Today:  Fair Warnings

*** Rally is on! Maybe...

*** Techs climb it time to buy? Are we

*** "Stocks to Avoid!"...Buy Bonds?...Market to fall
another cooling...porno...could there
be more? You bet!

*** The rally we've been expecting finally seems to
be underway. The Dow rose 257 points; the Nasdaq
jumped 108 points for a 6% rise.

*** The Dow is back over 10,000. Two times as many
stocks rose on the NYSE as fell. AMZN floated above

*** "Technology stocks climbed smartly," says a New
York Times report. May we suggest another adverb?
How about 'stupidly?' Or 'naively'...'foolishly'...
'recklessly'...A lot of words come to mind to
describe the rise in Techs yesterday, but 'smartly'
is not among them.

*** "Fundamentally, most of these stocks have
discounted the depth of the slowdown that we
expect," a fund manager told Reuters. "These stocks
are beginning to stabilize."

*** Stabilize? At 23 times earnings? A chart in
Grant's Interest Rate Observer provides a point of
reference. The chart tracks the price-earning ratio
of the S&P 500 from 1872 to the present. In the late
19th century, the ratio hit 25 - a high. Thence, it
fell back down to the average - 14.5 - and kept
falling until it at last hit bottom in the early 20th
century at about 5.

MATERIAL -
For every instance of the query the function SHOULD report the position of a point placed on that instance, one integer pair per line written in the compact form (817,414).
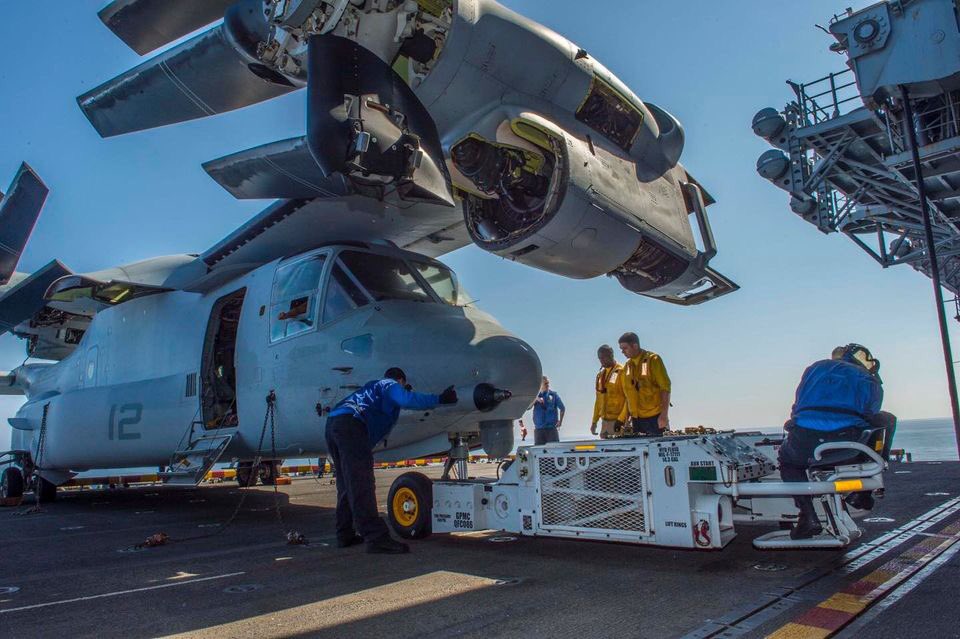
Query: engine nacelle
(537,195)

TASK OBJECTIVE - Write out the market commentary word for word from "Today:  Fair Warnings" to "more? You bet!". Rely solely on the market commentary, not on the listing.

SOLVED PROBLEM -
Today:  Fair Warnings

*** Rally is on! Maybe...

*** Techs climb it time to buy? Are we

*** "Stocks to Avoid!"...Buy Bonds?...Market to fall
another cooling...porno...could there
be more? You bet!